У Бальзака много хорошего, но учиться у него я не буду. Разбери глубже, и ты увидишь, что он более блестящ, чем ясен. Кроме того, что он пересаливает олицетворение кстати и некстати, и часто одно и то же в разных соусах; кроме того, что он торопится за золотыми яблоками Аталанты, он слишком разъединяет страсти своих лиц: эта исключительность не в природе. Так, лучшее из его лиц, госпожа Жюль, и ухом не ведет, что за нее давят, режут и отравляют людей. Естественно ли это? Ужели совесть ее чиста или спокойна от любви к мужу или оттого, что она убивает не своими руками! Будь уверен, что я не выставил бы такого лица на поклонение, не надел бы на него бесполого, хоть и бархатного кафтана Колибрадоса! Странно, что у вас так возвышают Бальзака, а молчат про В. Гюго, гения неподдельного, могучего.
Его «Notre-Dame», его «Marion de Lorme», «le s'amuse»[219] и «Боргиа» — такие произведения, которых страница стоит всех Бальзаков вместе, оттого, что у него под каждым словом скрыта плодовитая мысль. Правду сказать, с полгоря и писать им на раздолье и в таком кипятке событий, а для меня куда ни кинь, так клин: то того нет, то другого нельзя, ни источников, ни досуга, а воображение под утюгом. Поневоле клюешь тыкву: виноград зелен.

> **Что требуется**
1. Переведите на английский язык предложение из отрывка о Бальзаке: «У Бальзака много хорошего, но учиться у него я не буду».
2. Какое из лиц Бальзака названо в отрывке о Бальзаке лучшим?
3. Продолжите отрывок о Бальзаке и Гюго, начав сразу после его последнего предложения.

> **Исходные данные**
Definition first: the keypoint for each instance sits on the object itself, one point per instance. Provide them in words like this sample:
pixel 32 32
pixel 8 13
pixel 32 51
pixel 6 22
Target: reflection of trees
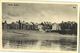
pixel 65 27
pixel 68 27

> **Ответы**
1. There is much that is good in Balzac, but I will not learn from him.

2. Лучшим названа госпожа Жюль.

3.
Теперь я нездоров и потому только доживаю в Дербенте несколько дней, ибо переведен во 2-й гр. л. баталион в Ахалцых. От воли своей давно я отказался; желать мне в Грузии нечего, а кладбища есть и здесь столь же покойные, как инде; со всем тем я еду. Огорчительно для меня, что вы не получали моих писем: с приезда я писал их по крайней мере 20; до вас дошли десятые проценты, жаль: это отбивает охоту писать; это потеря не только для братского сердца, но для самой словесности.
Поблагодарите от меня княгиню Трубецкую за то, что она одна для родных наших служит проводником вестей хоть о здоровье вашем; она ангел-хранитель наш и многих, она отрадное явление на черном поле человечества. Доброго, милого Мишеля прижимаю мыслию к сердцу: что он, что вы оба делаете? Я думаю, стали язычниками, полиглотами? Дай бог вам терпения и здоровья: в них одно возможное счастье несчастных. Ваш многолюбящий брат
Александр Бестужев.
P. S. В голове у меня давно уже лежит роман; при досуге перепишу его. Прочтете — посудите; теперь о нем ни слова.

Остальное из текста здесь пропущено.